== WHAT IS BEING ASKED ==
List every line of the data that contains the word "concrete", matching case exactly.

[Pointing dataset records]
===

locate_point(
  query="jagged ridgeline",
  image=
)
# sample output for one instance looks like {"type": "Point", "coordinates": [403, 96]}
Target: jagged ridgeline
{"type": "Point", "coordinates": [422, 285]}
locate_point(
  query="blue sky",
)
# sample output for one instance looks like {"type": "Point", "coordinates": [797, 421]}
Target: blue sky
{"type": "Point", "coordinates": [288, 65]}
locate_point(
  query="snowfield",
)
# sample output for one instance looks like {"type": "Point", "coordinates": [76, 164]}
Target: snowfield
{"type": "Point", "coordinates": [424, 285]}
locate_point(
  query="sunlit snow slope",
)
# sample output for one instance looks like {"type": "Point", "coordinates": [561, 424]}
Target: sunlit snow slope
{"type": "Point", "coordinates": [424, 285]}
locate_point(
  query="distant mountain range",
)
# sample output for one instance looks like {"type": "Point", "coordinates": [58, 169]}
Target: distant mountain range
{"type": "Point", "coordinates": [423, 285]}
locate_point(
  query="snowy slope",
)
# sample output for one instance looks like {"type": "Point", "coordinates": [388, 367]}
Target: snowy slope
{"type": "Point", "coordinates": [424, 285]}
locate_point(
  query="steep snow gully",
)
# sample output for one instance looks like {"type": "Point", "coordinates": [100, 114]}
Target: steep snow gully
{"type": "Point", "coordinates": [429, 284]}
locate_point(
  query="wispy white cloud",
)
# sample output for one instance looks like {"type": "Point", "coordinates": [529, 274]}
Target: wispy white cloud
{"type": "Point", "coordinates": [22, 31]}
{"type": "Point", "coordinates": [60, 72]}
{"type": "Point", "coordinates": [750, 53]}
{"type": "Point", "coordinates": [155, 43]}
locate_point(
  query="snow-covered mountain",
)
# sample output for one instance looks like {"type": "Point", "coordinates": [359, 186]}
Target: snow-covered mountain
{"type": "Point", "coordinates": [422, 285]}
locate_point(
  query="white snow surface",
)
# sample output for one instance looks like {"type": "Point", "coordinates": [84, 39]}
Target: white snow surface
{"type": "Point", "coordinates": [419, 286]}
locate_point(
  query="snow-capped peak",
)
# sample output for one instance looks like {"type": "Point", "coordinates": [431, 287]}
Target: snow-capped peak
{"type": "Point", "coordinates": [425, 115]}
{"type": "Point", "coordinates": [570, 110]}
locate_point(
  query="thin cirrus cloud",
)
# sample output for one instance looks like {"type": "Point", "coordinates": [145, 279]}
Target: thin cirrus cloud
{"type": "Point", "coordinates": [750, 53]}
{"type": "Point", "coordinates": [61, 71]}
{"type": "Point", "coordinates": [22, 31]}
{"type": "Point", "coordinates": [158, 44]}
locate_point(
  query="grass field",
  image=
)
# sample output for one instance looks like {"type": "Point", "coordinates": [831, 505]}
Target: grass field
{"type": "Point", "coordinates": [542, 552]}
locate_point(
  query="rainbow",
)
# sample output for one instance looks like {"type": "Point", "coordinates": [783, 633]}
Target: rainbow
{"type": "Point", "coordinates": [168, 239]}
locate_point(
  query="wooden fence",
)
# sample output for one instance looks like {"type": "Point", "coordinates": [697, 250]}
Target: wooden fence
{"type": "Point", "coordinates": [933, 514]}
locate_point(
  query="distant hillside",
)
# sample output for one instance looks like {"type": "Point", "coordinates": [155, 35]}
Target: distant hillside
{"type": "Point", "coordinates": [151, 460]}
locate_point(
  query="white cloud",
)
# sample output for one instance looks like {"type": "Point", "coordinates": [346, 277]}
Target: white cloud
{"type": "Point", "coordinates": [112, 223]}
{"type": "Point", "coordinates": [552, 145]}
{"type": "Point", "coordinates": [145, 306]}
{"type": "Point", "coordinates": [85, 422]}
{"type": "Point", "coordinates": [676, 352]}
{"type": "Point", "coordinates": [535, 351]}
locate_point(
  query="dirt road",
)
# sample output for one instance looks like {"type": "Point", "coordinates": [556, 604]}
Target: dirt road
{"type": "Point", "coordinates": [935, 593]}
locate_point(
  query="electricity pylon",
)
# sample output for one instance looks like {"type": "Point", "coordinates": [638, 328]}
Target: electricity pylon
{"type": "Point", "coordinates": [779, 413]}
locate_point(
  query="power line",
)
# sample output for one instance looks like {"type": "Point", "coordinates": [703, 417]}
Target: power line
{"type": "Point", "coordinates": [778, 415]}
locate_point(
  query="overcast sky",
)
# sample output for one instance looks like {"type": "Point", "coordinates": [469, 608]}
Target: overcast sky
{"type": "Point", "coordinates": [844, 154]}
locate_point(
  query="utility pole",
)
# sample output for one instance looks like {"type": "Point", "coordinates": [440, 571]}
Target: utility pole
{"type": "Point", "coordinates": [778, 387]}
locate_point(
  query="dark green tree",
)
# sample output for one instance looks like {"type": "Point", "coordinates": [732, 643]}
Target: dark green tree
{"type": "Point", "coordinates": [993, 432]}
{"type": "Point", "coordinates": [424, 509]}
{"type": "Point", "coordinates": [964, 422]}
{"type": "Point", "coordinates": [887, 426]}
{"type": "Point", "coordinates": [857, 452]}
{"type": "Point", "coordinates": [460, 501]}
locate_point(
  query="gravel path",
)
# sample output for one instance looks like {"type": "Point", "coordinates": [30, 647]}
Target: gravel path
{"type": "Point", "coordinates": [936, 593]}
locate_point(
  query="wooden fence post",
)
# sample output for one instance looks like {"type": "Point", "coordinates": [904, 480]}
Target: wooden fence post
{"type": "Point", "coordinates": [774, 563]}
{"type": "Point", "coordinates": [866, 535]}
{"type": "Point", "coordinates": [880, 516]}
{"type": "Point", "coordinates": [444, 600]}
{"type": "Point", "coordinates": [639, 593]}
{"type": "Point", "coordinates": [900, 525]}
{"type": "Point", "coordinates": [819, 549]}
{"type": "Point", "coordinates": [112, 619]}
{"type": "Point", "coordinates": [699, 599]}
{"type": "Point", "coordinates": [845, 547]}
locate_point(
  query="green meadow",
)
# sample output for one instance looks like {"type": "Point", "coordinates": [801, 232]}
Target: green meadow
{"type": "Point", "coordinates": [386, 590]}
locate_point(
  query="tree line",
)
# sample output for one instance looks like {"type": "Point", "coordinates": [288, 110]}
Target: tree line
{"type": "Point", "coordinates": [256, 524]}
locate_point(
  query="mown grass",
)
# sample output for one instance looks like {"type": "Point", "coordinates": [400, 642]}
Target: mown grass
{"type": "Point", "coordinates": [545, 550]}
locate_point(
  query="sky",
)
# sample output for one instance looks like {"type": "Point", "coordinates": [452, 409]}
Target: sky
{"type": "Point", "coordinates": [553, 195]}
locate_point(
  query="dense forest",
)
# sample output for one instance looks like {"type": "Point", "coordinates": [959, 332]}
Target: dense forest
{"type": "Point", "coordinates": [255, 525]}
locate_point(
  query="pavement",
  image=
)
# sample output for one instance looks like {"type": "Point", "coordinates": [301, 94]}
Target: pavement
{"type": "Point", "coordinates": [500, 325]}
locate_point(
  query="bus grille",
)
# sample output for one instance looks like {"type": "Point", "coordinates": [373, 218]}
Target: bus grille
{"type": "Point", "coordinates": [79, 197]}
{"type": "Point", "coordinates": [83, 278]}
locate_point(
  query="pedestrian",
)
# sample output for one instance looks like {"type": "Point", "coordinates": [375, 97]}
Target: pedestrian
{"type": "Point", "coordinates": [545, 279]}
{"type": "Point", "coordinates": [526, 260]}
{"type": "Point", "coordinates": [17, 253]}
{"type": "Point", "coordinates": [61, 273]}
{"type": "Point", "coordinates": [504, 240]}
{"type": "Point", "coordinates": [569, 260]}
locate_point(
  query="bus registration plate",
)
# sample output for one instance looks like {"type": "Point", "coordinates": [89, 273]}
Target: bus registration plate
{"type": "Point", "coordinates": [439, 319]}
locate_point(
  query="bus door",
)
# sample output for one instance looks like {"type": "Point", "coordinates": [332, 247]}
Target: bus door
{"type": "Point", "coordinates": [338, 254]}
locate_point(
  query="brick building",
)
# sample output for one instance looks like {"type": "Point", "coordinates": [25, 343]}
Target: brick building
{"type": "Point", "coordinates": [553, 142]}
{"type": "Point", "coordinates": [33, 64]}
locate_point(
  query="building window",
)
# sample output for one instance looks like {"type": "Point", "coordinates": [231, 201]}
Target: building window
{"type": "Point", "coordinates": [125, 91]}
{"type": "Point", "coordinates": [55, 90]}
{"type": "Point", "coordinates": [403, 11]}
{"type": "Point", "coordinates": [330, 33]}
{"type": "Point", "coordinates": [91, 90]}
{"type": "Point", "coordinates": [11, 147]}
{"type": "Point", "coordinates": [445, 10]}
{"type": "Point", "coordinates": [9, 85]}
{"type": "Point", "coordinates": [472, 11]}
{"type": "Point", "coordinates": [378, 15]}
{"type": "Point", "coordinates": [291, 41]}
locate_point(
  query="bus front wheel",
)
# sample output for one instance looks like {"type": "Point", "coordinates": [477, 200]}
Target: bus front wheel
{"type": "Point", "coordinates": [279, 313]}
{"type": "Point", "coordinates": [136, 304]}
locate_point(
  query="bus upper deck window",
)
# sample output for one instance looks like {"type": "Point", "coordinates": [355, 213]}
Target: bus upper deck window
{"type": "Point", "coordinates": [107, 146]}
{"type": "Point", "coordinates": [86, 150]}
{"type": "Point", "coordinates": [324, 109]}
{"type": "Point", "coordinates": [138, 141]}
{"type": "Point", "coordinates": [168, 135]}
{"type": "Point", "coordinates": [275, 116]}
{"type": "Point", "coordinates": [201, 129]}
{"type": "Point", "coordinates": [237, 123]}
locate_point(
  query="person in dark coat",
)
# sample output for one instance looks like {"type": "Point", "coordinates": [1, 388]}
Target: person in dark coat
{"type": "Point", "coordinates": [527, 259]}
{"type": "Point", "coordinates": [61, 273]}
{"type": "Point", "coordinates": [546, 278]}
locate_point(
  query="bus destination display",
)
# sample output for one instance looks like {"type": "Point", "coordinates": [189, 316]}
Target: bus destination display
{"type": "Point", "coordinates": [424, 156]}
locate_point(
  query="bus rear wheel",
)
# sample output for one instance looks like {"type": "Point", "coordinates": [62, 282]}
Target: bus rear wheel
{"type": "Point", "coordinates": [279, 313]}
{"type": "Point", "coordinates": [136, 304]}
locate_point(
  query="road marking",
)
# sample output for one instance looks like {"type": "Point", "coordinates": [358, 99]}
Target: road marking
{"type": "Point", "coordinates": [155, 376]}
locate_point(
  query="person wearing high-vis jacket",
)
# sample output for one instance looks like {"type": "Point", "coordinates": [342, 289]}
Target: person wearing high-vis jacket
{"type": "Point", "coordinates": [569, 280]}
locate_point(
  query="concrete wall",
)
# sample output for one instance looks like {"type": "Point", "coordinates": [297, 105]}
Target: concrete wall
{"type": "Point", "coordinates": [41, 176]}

===

== CORRECT ANSWER ==
  query="concrete wall",
Target: concrete wall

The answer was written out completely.